Gather every line of the records that contains the word "wind", and count a line only when the case matches.

● **Data to use**
********************

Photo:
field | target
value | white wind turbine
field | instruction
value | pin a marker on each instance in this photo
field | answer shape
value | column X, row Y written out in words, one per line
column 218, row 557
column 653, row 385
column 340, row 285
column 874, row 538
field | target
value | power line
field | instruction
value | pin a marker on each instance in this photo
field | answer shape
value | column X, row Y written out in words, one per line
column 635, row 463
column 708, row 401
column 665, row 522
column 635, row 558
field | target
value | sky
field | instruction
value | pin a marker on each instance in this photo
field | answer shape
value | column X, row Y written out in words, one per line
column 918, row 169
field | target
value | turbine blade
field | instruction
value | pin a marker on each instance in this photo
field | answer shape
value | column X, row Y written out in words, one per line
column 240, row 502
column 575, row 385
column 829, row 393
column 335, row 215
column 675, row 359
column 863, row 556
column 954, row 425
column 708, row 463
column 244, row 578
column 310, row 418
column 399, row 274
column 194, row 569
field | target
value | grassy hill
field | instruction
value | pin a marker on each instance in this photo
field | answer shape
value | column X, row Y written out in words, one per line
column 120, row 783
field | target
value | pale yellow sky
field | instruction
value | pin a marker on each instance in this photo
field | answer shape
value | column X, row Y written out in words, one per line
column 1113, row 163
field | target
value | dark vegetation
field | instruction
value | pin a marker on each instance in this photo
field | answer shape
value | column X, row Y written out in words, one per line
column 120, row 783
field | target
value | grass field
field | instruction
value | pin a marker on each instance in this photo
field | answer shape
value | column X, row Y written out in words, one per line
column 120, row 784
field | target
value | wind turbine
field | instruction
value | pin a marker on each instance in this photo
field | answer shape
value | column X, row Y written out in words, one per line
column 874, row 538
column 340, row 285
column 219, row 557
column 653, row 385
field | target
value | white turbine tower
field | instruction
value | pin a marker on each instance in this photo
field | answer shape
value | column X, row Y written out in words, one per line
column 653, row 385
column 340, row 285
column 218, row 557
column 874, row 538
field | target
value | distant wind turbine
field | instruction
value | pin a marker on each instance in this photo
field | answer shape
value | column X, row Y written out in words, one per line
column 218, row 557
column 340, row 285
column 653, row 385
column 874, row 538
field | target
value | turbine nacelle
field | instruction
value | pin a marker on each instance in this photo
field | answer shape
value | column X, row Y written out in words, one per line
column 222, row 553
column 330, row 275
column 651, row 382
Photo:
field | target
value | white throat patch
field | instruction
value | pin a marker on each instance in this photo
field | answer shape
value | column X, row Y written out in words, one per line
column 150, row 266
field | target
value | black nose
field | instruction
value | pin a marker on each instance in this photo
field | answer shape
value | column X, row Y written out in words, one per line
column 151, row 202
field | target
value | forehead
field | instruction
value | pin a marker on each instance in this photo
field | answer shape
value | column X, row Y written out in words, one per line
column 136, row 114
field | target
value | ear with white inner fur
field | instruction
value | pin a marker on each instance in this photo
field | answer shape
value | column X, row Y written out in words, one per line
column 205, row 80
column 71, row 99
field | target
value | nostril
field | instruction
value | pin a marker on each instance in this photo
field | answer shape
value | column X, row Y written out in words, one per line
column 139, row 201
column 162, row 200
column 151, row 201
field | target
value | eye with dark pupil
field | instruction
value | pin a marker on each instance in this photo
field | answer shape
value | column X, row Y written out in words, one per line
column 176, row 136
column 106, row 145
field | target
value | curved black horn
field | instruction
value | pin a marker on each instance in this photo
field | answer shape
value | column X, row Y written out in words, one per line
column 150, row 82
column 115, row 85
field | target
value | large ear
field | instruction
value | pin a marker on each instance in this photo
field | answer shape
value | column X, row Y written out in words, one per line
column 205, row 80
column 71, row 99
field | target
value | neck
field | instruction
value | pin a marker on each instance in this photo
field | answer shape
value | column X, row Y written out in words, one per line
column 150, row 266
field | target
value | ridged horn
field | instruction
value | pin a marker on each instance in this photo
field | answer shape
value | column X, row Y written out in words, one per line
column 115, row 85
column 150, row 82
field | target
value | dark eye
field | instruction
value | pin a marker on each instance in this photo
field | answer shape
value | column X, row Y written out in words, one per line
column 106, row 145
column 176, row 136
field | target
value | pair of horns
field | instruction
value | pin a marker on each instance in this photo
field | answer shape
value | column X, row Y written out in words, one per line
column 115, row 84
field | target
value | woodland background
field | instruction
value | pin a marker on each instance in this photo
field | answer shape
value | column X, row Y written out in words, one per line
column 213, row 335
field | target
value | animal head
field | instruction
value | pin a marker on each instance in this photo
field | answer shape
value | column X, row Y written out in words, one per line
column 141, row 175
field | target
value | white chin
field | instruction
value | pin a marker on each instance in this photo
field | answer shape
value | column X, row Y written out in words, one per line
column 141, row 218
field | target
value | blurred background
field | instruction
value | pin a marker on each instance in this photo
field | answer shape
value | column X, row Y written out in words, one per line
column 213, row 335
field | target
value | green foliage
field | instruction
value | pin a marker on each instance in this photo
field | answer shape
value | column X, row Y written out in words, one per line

********************

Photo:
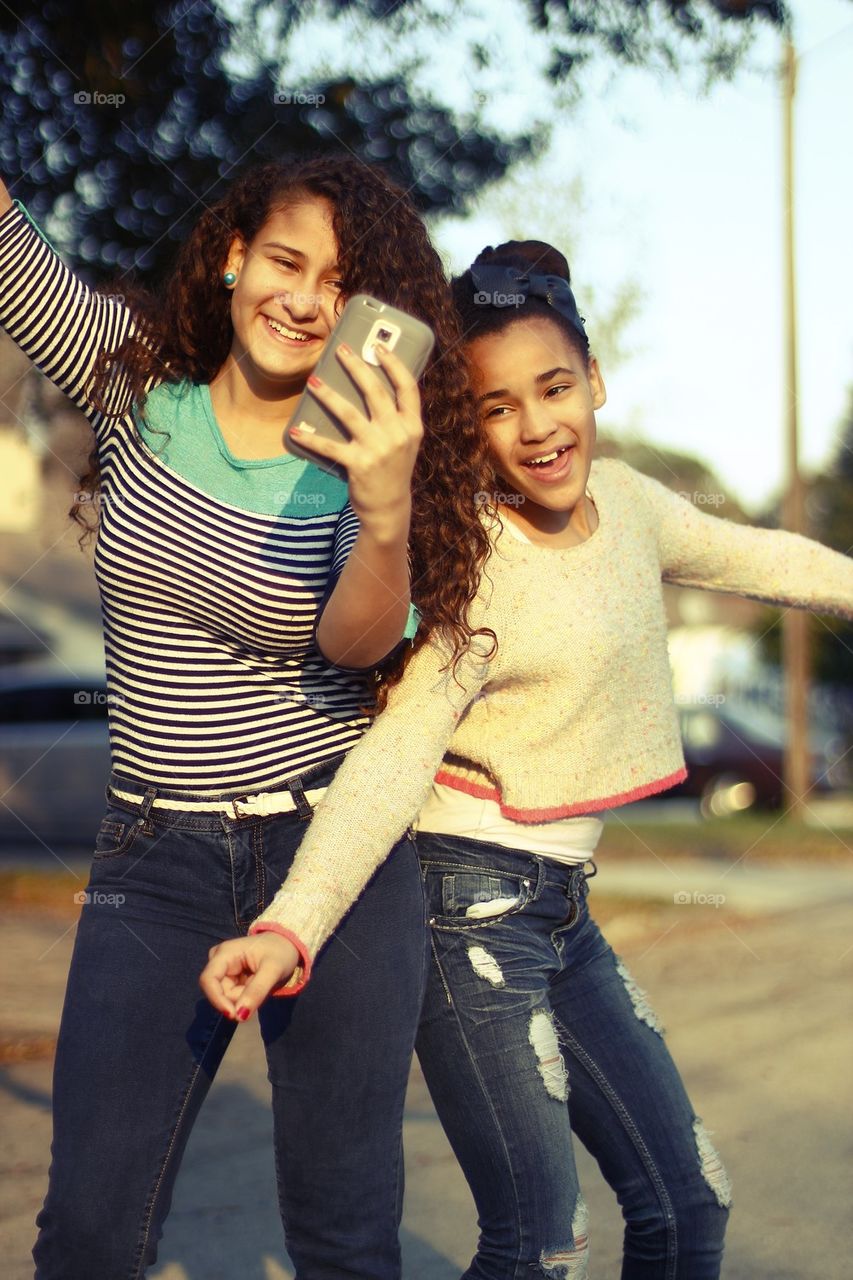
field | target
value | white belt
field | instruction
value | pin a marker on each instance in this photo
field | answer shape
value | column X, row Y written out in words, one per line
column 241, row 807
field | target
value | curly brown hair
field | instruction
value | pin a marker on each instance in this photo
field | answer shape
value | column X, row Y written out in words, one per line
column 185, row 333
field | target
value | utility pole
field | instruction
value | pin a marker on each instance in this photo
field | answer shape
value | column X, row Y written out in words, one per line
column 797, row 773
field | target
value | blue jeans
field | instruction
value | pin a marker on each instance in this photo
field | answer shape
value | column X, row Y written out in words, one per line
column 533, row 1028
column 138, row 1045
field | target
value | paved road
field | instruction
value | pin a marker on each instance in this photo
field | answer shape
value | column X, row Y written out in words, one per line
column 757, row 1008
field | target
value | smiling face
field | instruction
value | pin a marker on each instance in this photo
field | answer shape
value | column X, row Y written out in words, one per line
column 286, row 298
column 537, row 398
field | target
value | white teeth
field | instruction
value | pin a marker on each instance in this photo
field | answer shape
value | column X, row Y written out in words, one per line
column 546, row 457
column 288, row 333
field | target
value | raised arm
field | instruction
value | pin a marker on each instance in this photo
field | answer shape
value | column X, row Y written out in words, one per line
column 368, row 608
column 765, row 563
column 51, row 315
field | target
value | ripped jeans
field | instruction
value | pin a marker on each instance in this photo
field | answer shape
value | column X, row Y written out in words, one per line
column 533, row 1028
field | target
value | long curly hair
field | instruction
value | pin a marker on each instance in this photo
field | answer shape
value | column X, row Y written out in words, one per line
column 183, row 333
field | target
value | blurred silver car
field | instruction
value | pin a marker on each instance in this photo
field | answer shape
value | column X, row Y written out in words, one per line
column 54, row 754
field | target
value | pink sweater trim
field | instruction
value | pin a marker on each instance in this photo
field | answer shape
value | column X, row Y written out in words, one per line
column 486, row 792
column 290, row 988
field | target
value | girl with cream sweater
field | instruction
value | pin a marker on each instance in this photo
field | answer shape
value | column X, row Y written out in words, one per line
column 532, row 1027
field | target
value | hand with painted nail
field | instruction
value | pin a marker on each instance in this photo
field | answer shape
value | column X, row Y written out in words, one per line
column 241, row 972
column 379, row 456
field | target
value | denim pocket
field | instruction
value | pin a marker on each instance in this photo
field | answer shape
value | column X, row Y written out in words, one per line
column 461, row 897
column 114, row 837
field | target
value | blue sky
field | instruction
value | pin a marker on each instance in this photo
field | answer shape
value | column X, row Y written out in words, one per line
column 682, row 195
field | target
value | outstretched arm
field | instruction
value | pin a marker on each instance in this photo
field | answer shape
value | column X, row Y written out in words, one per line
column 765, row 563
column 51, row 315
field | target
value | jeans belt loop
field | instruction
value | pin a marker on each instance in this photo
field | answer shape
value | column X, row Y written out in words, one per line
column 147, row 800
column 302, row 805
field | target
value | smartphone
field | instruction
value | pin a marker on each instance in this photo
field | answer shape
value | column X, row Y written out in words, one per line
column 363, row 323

********************

● **The completed task**
value | white wind turbine
value | wind turbine
value | distant wind turbine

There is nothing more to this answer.